> [ACTIVITY]
Would you go through the records below and copy each line with the string "sparrow"?

==== GIVEN RECORDS

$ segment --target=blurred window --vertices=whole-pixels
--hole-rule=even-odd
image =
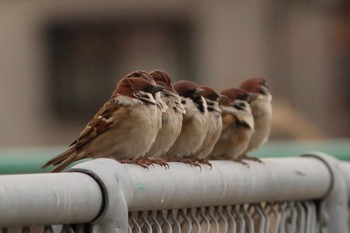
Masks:
[[[163,69],[192,79],[192,29],[187,20],[65,21],[48,27],[52,112],[65,122],[89,120],[125,74]]]

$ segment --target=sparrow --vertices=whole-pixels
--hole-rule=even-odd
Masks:
[[[210,158],[242,162],[239,156],[247,149],[254,134],[254,118],[249,102],[256,96],[237,88],[226,89],[221,94],[226,96],[220,100],[222,131]]]
[[[156,85],[156,82],[152,78],[152,76],[144,70],[134,71],[134,72],[126,75],[125,78],[132,78],[132,77],[139,77],[139,78],[145,79],[145,80],[151,82],[152,84]],[[163,114],[167,111],[168,106],[161,98],[161,92],[157,92],[157,93],[153,94],[153,97],[156,100],[156,103],[158,106],[156,115],[157,115],[157,122],[158,122],[157,128],[158,128],[158,132],[159,132],[159,130],[162,128],[162,124],[163,124],[163,121],[162,121]],[[156,149],[151,147],[151,149],[152,149],[152,152],[155,152],[155,150],[159,149],[159,147]],[[150,158],[150,156],[152,156],[153,158]],[[151,153],[146,153],[145,158],[144,158],[144,162],[147,163],[148,165],[158,164],[160,166],[164,166],[165,168],[168,168],[169,165],[164,160],[155,158],[155,157],[159,157],[159,156],[160,155],[158,153],[157,153],[157,155],[151,155]],[[132,160],[130,162],[133,163]]]
[[[197,152],[195,152],[195,156],[199,159],[200,163],[210,165],[209,161],[206,160],[206,158],[214,149],[214,146],[219,140],[222,130],[221,109],[218,101],[220,101],[222,98],[225,98],[225,96],[218,94],[209,86],[200,86],[200,88],[204,90],[202,96],[207,102],[208,131],[201,147]]]
[[[152,83],[153,85],[156,85],[156,82],[153,80],[152,76],[144,70],[136,70],[136,71],[131,72],[125,76],[125,78],[133,78],[133,77],[145,79],[145,80],[149,81],[150,83]],[[157,110],[158,118],[157,119],[158,119],[158,123],[159,123],[158,127],[160,129],[162,127],[162,113],[166,112],[166,110],[168,109],[168,106],[161,98],[161,92],[154,93],[153,97],[156,100],[157,106],[158,106],[158,110]]]
[[[119,81],[111,98],[95,114],[69,148],[43,165],[62,171],[83,158],[112,157],[143,164],[158,133],[157,102],[154,94],[163,87],[142,78]]]
[[[159,158],[164,157],[164,154],[180,135],[182,119],[186,110],[181,103],[180,96],[171,85],[170,76],[166,72],[154,70],[150,72],[150,76],[156,84],[164,88],[160,92],[160,98],[168,106],[167,110],[162,113],[162,127],[158,131],[156,140],[152,144],[151,149],[146,153],[146,156]]]
[[[193,154],[203,144],[208,129],[208,107],[201,96],[204,90],[188,80],[176,82],[174,89],[181,97],[186,114],[183,116],[180,135],[166,153],[166,157],[197,166]]]
[[[269,138],[272,121],[272,95],[268,90],[268,83],[264,78],[256,77],[244,81],[241,89],[254,93],[257,98],[250,102],[254,117],[254,135],[249,141],[247,149],[242,154],[245,159],[260,161],[258,158],[248,157],[247,153],[261,147]]]

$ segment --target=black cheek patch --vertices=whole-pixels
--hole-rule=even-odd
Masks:
[[[204,113],[205,112],[205,107],[204,107],[203,99],[201,98],[201,96],[193,97],[192,100],[196,104],[198,110],[200,112]]]

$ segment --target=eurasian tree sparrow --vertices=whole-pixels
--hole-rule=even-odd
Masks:
[[[199,159],[200,163],[210,165],[206,159],[219,140],[222,130],[221,109],[218,101],[225,97],[218,94],[209,86],[200,86],[200,88],[204,90],[202,96],[205,98],[208,106],[208,131],[201,147],[195,153],[195,156]]]
[[[130,77],[139,77],[139,78],[145,79],[145,80],[151,82],[152,84],[156,85],[156,82],[152,78],[152,76],[144,70],[137,70],[137,71],[134,71],[134,72],[126,75],[126,78],[130,78]],[[155,93],[153,95],[153,97],[156,100],[157,106],[158,106],[157,121],[158,121],[158,132],[159,132],[159,130],[162,128],[162,124],[163,124],[163,120],[162,120],[163,114],[167,111],[168,106],[164,102],[164,100],[161,98],[161,92]],[[154,143],[156,143],[156,141]],[[154,148],[154,146],[151,147],[152,152],[156,152],[157,149],[160,150],[159,147],[158,148]],[[151,154],[152,152],[146,153],[146,156],[145,156],[147,158],[147,159],[145,159],[145,162],[147,161],[148,165],[158,164],[158,165],[164,166],[166,168],[169,166],[164,160],[159,159],[159,158],[155,158],[155,157],[160,157],[159,153],[155,153],[152,155]],[[153,157],[153,158],[150,158],[150,157]]]
[[[220,101],[223,126],[210,158],[241,162],[238,157],[247,149],[254,134],[254,119],[248,102],[255,96],[237,88],[221,94],[227,97]]]
[[[147,167],[142,156],[154,142],[159,124],[153,95],[162,89],[142,78],[122,79],[69,149],[43,167],[53,165],[52,172],[59,172],[70,163],[89,157],[132,160]]]
[[[149,157],[162,157],[174,144],[176,138],[180,135],[183,115],[186,113],[181,104],[180,96],[171,86],[170,76],[162,70],[150,72],[154,81],[164,89],[160,92],[160,98],[168,106],[162,114],[162,128],[158,131],[157,138],[146,153]]]
[[[269,138],[272,121],[272,95],[269,93],[267,81],[261,77],[244,81],[240,88],[257,95],[257,98],[250,102],[255,133],[242,156],[245,159],[260,161],[257,158],[247,157],[247,153],[261,147]]]
[[[125,76],[125,78],[132,78],[132,77],[138,77],[138,78],[142,78],[145,79],[147,81],[149,81],[150,83],[152,83],[153,85],[156,85],[156,82],[153,80],[153,78],[151,77],[151,75],[149,73],[147,73],[144,70],[136,70],[130,74],[127,74]],[[166,105],[166,103],[162,100],[162,98],[160,97],[161,93],[157,92],[153,94],[154,99],[157,102],[157,106],[158,106],[158,110],[157,110],[157,114],[158,114],[158,122],[159,122],[159,129],[162,127],[162,113],[164,113],[167,109],[168,106]]]
[[[197,164],[193,155],[203,144],[207,134],[207,104],[201,96],[203,89],[188,80],[175,83],[174,89],[181,97],[185,107],[180,135],[166,153],[166,157],[180,162]],[[188,157],[190,156],[190,157]]]

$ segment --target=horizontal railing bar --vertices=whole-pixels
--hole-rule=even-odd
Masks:
[[[167,170],[126,165],[132,189],[132,195],[126,196],[129,210],[309,200],[322,198],[330,189],[330,172],[318,159],[263,161],[250,161],[249,168],[231,161],[211,161],[212,169],[203,165],[202,170],[181,163],[171,163]]]
[[[350,198],[350,162],[340,162],[339,164],[344,174],[346,186],[348,187],[348,196]]]
[[[82,173],[0,176],[0,226],[86,223],[102,206],[97,182]]]
[[[169,163],[169,169],[155,165],[147,170],[98,159],[78,164],[73,168],[76,172],[4,175],[0,176],[0,226],[92,221],[102,208],[101,189],[95,179],[79,171],[90,171],[86,173],[95,177],[103,172],[100,182],[113,181],[104,185],[117,182],[129,211],[301,201],[322,198],[330,189],[329,169],[319,159],[263,162],[249,161],[248,168],[231,161],[211,161],[211,169]],[[107,197],[112,201],[114,195]]]

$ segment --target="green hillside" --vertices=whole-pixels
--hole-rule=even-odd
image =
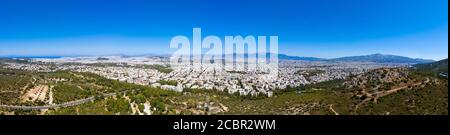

========

> [YOUR RESPONSE]
$ segment --target=sparrow --vertices=whole-pixels
$ segment --target=eurasian tree sparrow --vertices=whole-pixels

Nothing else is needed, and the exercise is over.